■ To do ■
Reproduce the passage about the Brock Healthy Youth Project word for word, from "Adolescence often is" to "injuries, suicide, assault)".

■ Quoted passage ■
──────────

Brock Healthy Youth Project

BHYP (“Be Hype”) is a project being led by a transdisciplinary team of researchers from Brock University and other Canadian and international universities, as well as partner organizations and our youth engagement committee. The goal of BHYP is to examine the link between health-risk behaviours and adolescent brain development longitudinally.

Why is BHYP important?

Adolescence often is characterized as a health paradox because it is a time of extensive increases in physical and mental capabilities, yet mortality and injury rates increase significantly from childhood to adolescence. In fact, the adolescent years may be a sensitive time for engagement in health-risk behaviours (e.g., substance use, physical inactivity, poor nutrition, risky sexual activity), which can have life-long repercussions. In fact:

  • Youth are more likely to report mental health problems and/or substance abuse disorders than any other age group
  • 70% of mental disorders start between early adolescence and young adulthood
  • Leading causes of death among adolescents are preventable (e.g., unintentional injuries, suicide, assault)

──────────

■ Data provided ■
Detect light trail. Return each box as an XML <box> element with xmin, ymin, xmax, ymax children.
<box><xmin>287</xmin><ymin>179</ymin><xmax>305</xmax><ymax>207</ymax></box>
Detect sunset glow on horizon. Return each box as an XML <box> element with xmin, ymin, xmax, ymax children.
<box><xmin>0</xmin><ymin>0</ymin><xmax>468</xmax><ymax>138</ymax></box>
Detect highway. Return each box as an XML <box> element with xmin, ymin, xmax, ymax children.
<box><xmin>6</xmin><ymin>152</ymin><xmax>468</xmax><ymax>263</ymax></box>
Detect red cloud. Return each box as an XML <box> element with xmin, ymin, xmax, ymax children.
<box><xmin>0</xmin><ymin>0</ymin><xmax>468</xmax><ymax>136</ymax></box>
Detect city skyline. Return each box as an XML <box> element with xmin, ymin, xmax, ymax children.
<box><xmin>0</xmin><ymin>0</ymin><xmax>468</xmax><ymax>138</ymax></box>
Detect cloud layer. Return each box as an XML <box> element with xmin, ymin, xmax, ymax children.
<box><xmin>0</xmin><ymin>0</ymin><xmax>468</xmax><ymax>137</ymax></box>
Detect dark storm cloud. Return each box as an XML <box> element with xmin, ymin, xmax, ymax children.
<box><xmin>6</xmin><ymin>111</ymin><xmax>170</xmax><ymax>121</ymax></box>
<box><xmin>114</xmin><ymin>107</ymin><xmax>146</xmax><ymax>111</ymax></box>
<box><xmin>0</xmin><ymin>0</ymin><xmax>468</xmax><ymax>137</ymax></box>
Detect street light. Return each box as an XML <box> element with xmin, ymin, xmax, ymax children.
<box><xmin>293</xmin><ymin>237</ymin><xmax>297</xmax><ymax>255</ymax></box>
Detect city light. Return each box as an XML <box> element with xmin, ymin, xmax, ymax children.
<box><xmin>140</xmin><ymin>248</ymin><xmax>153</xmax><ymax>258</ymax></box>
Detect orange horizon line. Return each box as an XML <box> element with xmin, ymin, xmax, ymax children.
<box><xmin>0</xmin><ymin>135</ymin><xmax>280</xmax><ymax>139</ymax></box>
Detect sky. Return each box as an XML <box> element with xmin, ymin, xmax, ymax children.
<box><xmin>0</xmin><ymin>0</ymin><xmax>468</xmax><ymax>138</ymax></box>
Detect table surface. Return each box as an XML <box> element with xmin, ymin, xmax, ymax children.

──────────

■ Output below ■
Adolescence often is characterized as a health paradox because it is a time of extensive increases in physical and mental capabilities, yet mortality and injury rates increase significantly from childhood to adolescence. In fact, the adolescent years may be a sensitive time for engagement in health-risk behaviours (e.g., substance use, physical inactivity, poor nutrition, risky sexual activity), which can have life-long repercussions. In fact:

  • Youth are more likely to report mental health problems and/or substance abuse disorders than any other age group
  • 70% of mental disorders start between early adolescence and young adulthood
  • Leading causes of death among adolescents are preventable (e.g., unintentional injuries, suicide, assault)